##### Testo di lettura #####

Il mondo dell’Alta Cucina piange oggi uno degli chef più grandi che abbia mai avuto. All’età di 73 anni muore Joel Robuchon, il cuoco simbolo di una innovata cuisine francese, lo chef più stellato (32 stelle!), il “genio della gastronomia transalpina” – così come veniva chiamato. L’uomo che aveva collezionato tra i più prestigiosi riconoscimenti del settore, come la distinzione di Meilleur Ouvrier de France nel 1976, miglior Cuoco dell’anno nel 1987 e miglior Cuoco del Secolo nel 1990.
Si è spento a Ginevra, dopo una lunga lotta contro un tumore al pancreas che nelle ultime settimane lo aveva fortemente debilitato. Grande tristezza tra tutti gli operatori del settore che in lui hanno sempre visto un maestro da emulare. Robuchon era a capo di un impero gastronomico disseminato in tutto il mondo: ristoranti che portano la sua filosofia di Cucina in ogni angolo del pianeta: in madrepatria, a Tokyo, Hong Kong, Londra, New York, Bangkok e Las Vegas con i suoi “Atelier“.
Già con la scomparsa, nei mesi scorsi, di Paul Bocuse, era venuto meno un altro esponente del Gotha della ristorazione, l’oltralpe gastronomico aveva subito una grossa perdita che adesso si accentua, lasciando un vuoto, che potrà colmarsi solo col ricordo e l’esempio dei due chef.

#####

**Compito assegnato A**
Rispondi a queste domande sull'articolo su Joel Robuchon:
(i) Quante stelle aveva collezionato Robuchon?
(ii) In quale città è morto?
(iii) Quale altro chef, scomparso nei mesi precedenti, viene nominato?
**Compito assegnato B**
Ricopia dall'articolo su Joel Robuchon la parte che si apre con le parole contenenti "Già con la scomparsa, nei" e si chiude con "dei due chef.".
**Compito assegnato C**
Porta avanti l'articolo su Joel Robuchon dal punto in cui termina.
L'elenco non ha alcun legame con l'articolo su Joel Robuchon.

##### Dati forniti #####

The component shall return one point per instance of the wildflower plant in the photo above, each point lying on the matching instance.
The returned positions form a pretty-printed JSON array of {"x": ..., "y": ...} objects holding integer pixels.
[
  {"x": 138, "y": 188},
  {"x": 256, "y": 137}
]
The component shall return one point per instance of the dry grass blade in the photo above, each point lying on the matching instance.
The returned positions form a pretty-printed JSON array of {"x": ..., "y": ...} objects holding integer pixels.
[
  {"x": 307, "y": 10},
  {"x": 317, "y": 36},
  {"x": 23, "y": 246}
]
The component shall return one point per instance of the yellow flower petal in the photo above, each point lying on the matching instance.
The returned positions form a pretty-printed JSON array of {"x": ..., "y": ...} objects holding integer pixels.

#####

**Risposta A**
(i) 32 stelle.
(ii) A Ginevra.
(iii) Paul Bocuse.

**Risposta B**
Già con la scomparsa, nei mesi scorsi, di Paul Bocuse, era venuto meno un altro esponente del Gotha della ristorazione, l’oltralpe gastronomico aveva subito una grossa perdita che adesso si accentua, lasciando un vuoto, che potrà colmarsi solo col ricordo e l’esempio dei due chef.

**Risposta C**
“La cucina è la semplicità e la cosa più difficile è la semplicità“. Era ciò che Robuchon ripeteva sempre. Lui, che la Cucina l’ha innovata, mettendo al primo posto i prodotti, che sceglieva con rigore quasi maniacale, che restava fedele alla regola della semplicità e della tradizione, orgoglioso che il suo piatto più rappresentativo fosse sempre un semplice, ma unico, purè di patate.
Una passione per la cucina cominciata a 15 anni, quando lascia gli studi religiosi e si ricicla aiuto-pasticciere, per poi andare da un ristorante all’altro, prima di diventare, a 29 anni, responsabile di un team di 90 persone al Concorde Lafayette di Parigi.
Poi il primo trofeo a 30 anni: “Miglior artigiano di Francia”. Poi lo troviamo al Nikko dove riceve le prime due stelle Michelin. Nel 1981 apre il suo primo locale, Le Jamin al XVI° arrondissement, e raggiunge la tripla stella per poi conquistare, nel ’90, il titolo di “cuoco del secolo”, attribuitogli dalla guida Gault & Millau.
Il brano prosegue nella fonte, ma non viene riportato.